• GIVEN ENTRIES
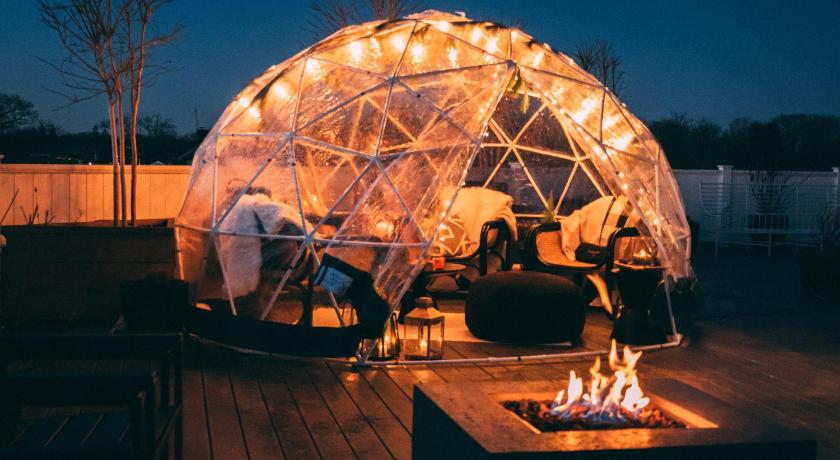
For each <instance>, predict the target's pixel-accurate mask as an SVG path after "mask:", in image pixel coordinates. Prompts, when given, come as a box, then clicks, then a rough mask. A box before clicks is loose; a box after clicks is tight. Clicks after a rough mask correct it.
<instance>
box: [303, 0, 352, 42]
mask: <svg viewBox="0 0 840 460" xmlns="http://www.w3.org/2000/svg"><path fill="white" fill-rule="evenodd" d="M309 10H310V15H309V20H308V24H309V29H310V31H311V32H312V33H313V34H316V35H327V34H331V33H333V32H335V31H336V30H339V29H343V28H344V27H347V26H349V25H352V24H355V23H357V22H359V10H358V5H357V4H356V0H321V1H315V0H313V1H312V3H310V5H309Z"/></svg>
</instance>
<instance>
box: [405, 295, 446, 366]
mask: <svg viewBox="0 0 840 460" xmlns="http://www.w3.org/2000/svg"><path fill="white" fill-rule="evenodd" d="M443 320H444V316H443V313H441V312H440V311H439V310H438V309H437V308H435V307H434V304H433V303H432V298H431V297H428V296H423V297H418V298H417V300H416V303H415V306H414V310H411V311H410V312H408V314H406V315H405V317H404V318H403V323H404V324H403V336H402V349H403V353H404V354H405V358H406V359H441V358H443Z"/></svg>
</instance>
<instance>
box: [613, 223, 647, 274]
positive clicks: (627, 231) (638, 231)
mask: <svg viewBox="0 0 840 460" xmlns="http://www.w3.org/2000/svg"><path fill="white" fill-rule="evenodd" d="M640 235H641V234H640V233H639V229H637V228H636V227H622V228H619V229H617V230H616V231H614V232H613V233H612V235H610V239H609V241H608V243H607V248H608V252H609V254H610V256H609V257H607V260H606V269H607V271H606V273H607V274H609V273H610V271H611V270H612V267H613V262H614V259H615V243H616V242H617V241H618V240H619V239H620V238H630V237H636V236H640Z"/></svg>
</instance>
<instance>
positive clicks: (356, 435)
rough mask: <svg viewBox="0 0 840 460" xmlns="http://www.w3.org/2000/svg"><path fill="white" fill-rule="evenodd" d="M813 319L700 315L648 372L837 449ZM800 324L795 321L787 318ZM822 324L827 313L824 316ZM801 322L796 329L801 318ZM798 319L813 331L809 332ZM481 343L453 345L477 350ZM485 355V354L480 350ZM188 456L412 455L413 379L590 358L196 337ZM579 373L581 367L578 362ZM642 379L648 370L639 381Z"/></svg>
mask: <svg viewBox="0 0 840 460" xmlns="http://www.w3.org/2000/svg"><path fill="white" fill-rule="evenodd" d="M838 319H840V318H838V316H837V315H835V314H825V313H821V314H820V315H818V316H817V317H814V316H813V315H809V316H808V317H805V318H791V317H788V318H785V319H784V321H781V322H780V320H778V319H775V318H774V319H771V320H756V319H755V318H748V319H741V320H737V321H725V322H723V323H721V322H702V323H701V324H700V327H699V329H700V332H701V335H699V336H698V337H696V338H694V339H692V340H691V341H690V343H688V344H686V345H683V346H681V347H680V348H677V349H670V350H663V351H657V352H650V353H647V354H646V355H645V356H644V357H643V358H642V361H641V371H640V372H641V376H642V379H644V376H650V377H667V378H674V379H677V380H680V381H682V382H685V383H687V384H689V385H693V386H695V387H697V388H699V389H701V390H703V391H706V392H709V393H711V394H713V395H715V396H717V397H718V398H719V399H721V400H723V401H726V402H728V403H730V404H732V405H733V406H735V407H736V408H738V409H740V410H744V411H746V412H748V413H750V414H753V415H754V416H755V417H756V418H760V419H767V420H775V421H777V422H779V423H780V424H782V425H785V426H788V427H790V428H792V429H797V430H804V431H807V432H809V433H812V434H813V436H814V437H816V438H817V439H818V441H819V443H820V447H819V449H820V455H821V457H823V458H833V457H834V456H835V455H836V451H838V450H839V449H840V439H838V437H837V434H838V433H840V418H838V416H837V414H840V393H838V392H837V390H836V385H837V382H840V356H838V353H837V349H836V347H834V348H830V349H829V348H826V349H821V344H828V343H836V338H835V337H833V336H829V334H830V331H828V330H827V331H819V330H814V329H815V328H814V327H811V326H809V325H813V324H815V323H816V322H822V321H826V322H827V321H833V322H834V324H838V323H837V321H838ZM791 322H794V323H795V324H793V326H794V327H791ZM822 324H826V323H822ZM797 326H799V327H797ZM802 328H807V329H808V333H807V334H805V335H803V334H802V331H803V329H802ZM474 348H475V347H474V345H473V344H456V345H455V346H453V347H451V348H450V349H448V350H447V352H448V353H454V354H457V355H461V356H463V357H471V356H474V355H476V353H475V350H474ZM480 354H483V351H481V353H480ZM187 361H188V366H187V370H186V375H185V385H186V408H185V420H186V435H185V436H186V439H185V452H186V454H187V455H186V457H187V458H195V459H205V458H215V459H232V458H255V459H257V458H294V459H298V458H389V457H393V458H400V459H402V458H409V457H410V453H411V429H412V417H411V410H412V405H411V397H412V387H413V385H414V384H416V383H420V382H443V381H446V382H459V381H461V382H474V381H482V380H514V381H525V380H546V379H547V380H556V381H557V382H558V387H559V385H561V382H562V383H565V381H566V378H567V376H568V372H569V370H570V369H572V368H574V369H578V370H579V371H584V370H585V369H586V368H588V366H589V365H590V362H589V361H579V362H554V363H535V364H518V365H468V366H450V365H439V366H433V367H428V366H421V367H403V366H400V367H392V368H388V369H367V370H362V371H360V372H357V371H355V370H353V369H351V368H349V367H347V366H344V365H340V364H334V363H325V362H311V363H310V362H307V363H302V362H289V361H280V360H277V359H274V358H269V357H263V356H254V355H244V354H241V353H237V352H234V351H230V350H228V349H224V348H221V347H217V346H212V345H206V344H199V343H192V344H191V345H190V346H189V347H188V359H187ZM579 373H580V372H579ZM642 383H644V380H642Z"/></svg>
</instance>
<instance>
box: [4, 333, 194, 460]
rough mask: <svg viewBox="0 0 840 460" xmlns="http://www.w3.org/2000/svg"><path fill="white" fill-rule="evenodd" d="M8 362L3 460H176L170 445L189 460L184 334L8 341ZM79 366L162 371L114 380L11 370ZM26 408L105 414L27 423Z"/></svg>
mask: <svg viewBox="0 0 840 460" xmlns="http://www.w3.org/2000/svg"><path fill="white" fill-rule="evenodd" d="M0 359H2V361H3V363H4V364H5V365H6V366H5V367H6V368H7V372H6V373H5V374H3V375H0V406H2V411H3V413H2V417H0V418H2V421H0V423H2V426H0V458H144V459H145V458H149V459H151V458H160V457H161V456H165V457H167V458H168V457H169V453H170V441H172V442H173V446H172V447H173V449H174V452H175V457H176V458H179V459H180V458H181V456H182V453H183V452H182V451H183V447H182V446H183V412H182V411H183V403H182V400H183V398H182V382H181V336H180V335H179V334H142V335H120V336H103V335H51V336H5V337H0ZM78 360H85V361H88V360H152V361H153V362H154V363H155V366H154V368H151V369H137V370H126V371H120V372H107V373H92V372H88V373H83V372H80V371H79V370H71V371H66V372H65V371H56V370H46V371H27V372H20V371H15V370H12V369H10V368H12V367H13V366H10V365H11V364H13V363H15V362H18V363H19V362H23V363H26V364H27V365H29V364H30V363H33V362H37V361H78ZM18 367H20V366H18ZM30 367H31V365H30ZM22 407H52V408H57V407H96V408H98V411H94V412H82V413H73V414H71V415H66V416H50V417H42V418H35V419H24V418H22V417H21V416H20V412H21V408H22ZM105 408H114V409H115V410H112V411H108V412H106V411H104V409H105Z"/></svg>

• INSTRUCTIONS TO FOLLOW
Could you render every line of the rows above as a numbered list, skipping blank lines and leaving the pictures out?

• WRITTEN REPLY
1. For each <instance>, predict the target's pixel-accurate mask as an SVG path after "mask:", in image pixel coordinates. Prompts, when given, come as a box, then clicks, then a rough mask. A box before clicks is loose; a box after clicks is tight. Clicks after a rough mask correct it.
2. <instance>
3. box: [303, 0, 352, 42]
4. mask: <svg viewBox="0 0 840 460" xmlns="http://www.w3.org/2000/svg"><path fill="white" fill-rule="evenodd" d="M309 10H310V15H309V20H308V24H309V29H310V31H311V32H312V33H313V34H316V35H327V34H331V33H333V32H335V31H336V30H339V29H343V28H344V27H347V26H349V25H352V24H355V23H357V22H359V10H358V5H357V4H356V0H321V1H315V0H313V1H312V3H310V5H309Z"/></svg>
5. </instance>
6. <instance>
7. box: [405, 295, 446, 366]
8. mask: <svg viewBox="0 0 840 460" xmlns="http://www.w3.org/2000/svg"><path fill="white" fill-rule="evenodd" d="M443 320H444V316H443V313H441V312H440V311H439V310H438V309H437V308H435V307H434V304H433V303H432V298H431V297H428V296H423V297H418V298H417V300H416V303H415V306H414V310H411V311H410V312H408V314H406V315H405V317H404V318H403V323H404V324H403V336H402V349H403V353H404V354H405V358H406V359H441V358H443Z"/></svg>
9. </instance>
10. <instance>
11. box: [613, 223, 647, 274]
12. positive clicks: (627, 231) (638, 231)
13. mask: <svg viewBox="0 0 840 460" xmlns="http://www.w3.org/2000/svg"><path fill="white" fill-rule="evenodd" d="M640 235H641V234H640V233H639V229H637V228H636V227H622V228H619V229H617V230H616V231H614V232H613V233H612V235H610V239H609V241H608V243H607V248H608V252H609V254H610V256H609V257H607V260H606V269H607V271H606V273H607V274H609V273H610V271H611V270H612V267H613V262H614V259H615V243H616V242H617V241H618V240H619V239H620V238H630V237H636V236H640Z"/></svg>
14. </instance>
15. <instance>
16. positive clicks: (356, 435)
17. rough mask: <svg viewBox="0 0 840 460" xmlns="http://www.w3.org/2000/svg"><path fill="white" fill-rule="evenodd" d="M813 319L700 315L648 372L837 449ZM800 324L795 321L787 318ZM822 324L827 313L824 316ZM801 322L796 329L801 318ZM798 319L813 331L809 332ZM481 343L453 345L477 350ZM485 355V354L480 350ZM188 456L412 455L413 379L590 358L196 337ZM579 373L581 367L578 362ZM642 379L648 370L639 381Z"/></svg>
18. mask: <svg viewBox="0 0 840 460" xmlns="http://www.w3.org/2000/svg"><path fill="white" fill-rule="evenodd" d="M838 319H840V318H838V316H837V315H835V314H825V313H821V314H820V315H818V316H817V317H814V316H813V315H809V316H808V317H805V318H791V317H788V318H785V319H784V321H781V322H780V320H778V319H775V318H774V319H771V320H756V319H755V318H748V319H741V320H737V321H725V322H723V323H721V322H702V323H701V324H700V327H699V329H700V332H701V335H699V336H698V337H696V338H694V339H692V340H691V341H690V343H688V344H686V345H683V346H681V347H680V348H677V349H670V350H663V351H657V352H650V353H647V354H646V355H645V356H644V357H643V358H642V361H641V371H640V372H641V376H642V379H644V376H650V377H667V378H674V379H677V380H680V381H682V382H685V383H687V384H689V385H693V386H695V387H697V388H699V389H701V390H703V391H706V392H709V393H711V394H713V395H715V396H717V397H718V398H719V399H721V400H723V401H726V402H728V403H730V404H732V405H733V406H735V407H736V408H738V409H740V410H744V411H746V412H748V413H750V414H753V415H754V416H755V417H756V418H760V419H767V420H775V421H777V422H779V423H780V424H782V425H785V426H788V427H790V428H792V429H797V430H804V431H807V432H809V433H812V434H813V436H814V437H816V438H817V439H818V441H819V443H820V447H819V449H820V455H821V457H823V458H833V457H834V456H835V455H836V451H838V450H839V449H840V439H838V437H837V434H838V433H840V418H838V416H837V414H840V393H838V392H837V390H836V385H837V382H840V356H838V353H837V349H836V347H834V348H830V349H829V348H826V349H821V344H828V343H836V338H835V337H833V336H829V334H830V331H828V330H827V331H819V330H814V329H815V328H814V327H811V326H809V325H813V324H815V323H816V322H822V321H826V322H827V321H833V322H834V324H838V323H837V321H838ZM791 322H794V323H795V324H793V326H794V327H791ZM822 324H826V323H822ZM797 326H799V327H797ZM802 328H807V329H808V333H807V334H805V335H803V334H802V331H803V329H802ZM474 348H475V347H474V345H473V344H456V345H455V346H453V347H451V348H450V349H448V350H447V352H448V353H454V354H457V355H461V356H463V357H471V356H474V355H476V353H475V350H474ZM480 354H483V351H481V353H480ZM187 361H188V366H187V370H186V375H185V385H186V408H185V420H186V435H185V436H186V439H185V452H186V454H187V455H186V457H187V458H195V459H205V458H215V459H232V458H255V459H257V458H294V459H298V458H389V457H393V458H400V459H402V458H409V457H410V453H411V429H412V417H411V410H412V405H411V397H412V387H413V385H414V384H416V383H420V382H443V381H446V382H459V381H461V382H474V381H482V380H514V381H525V380H546V379H547V380H556V381H557V382H558V387H559V385H561V382H562V383H565V381H566V378H567V376H568V372H569V370H570V369H572V368H574V369H578V370H579V371H584V370H585V369H586V368H588V366H589V365H590V362H589V361H579V362H554V363H535V364H518V365H468V366H450V365H439V366H433V367H428V366H421V367H403V366H400V367H392V368H388V369H367V370H362V371H360V372H357V371H355V370H353V369H351V368H349V367H347V366H344V365H340V364H334V363H325V362H311V363H310V362H307V363H302V362H289V361H280V360H277V359H274V358H269V357H263V356H254V355H244V354H241V353H237V352H234V351H230V350H228V349H224V348H221V347H217V346H212V345H206V344H199V343H192V344H191V345H190V346H189V347H188V359H187ZM579 373H580V372H579ZM642 383H644V380H642Z"/></svg>
19. </instance>
20. <instance>
21. box: [4, 333, 194, 460]
22. rough mask: <svg viewBox="0 0 840 460" xmlns="http://www.w3.org/2000/svg"><path fill="white" fill-rule="evenodd" d="M8 362L3 460H176L170 445L189 460L184 334L8 341ZM79 366L162 371L114 380L11 370ZM26 408L105 414L27 423Z"/></svg>
23. mask: <svg viewBox="0 0 840 460" xmlns="http://www.w3.org/2000/svg"><path fill="white" fill-rule="evenodd" d="M0 359H2V361H3V363H4V364H5V365H6V366H5V367H6V368H7V372H6V373H5V374H3V375H0V406H2V411H3V413H2V417H0V418H2V421H0V423H2V426H0V458H144V459H145V458H149V459H151V458H160V457H161V456H165V457H167V458H168V457H169V453H170V441H172V442H173V446H172V447H173V449H174V452H175V457H176V458H179V459H180V458H181V456H182V453H183V452H182V451H183V447H182V446H183V412H182V411H183V403H182V400H183V398H182V382H181V336H180V335H179V334H142V335H120V336H103V335H51V336H5V337H0ZM78 360H85V361H88V360H152V361H153V362H154V363H155V366H154V368H151V369H137V370H126V371H120V372H107V373H92V372H88V373H83V372H80V371H79V370H71V371H66V372H65V371H56V370H46V371H27V372H20V371H15V370H12V369H10V368H12V367H13V366H10V365H11V364H13V363H15V362H18V363H19V362H23V363H26V364H27V365H29V364H30V363H33V362H37V361H78ZM18 367H20V366H18ZM30 367H31V365H30ZM22 407H52V408H57V407H96V408H98V411H94V412H82V413H73V414H71V415H66V416H50V417H42V418H35V419H24V418H22V417H21V416H20V412H21V408H22ZM105 408H114V409H115V410H112V411H108V412H106V411H104V409H105Z"/></svg>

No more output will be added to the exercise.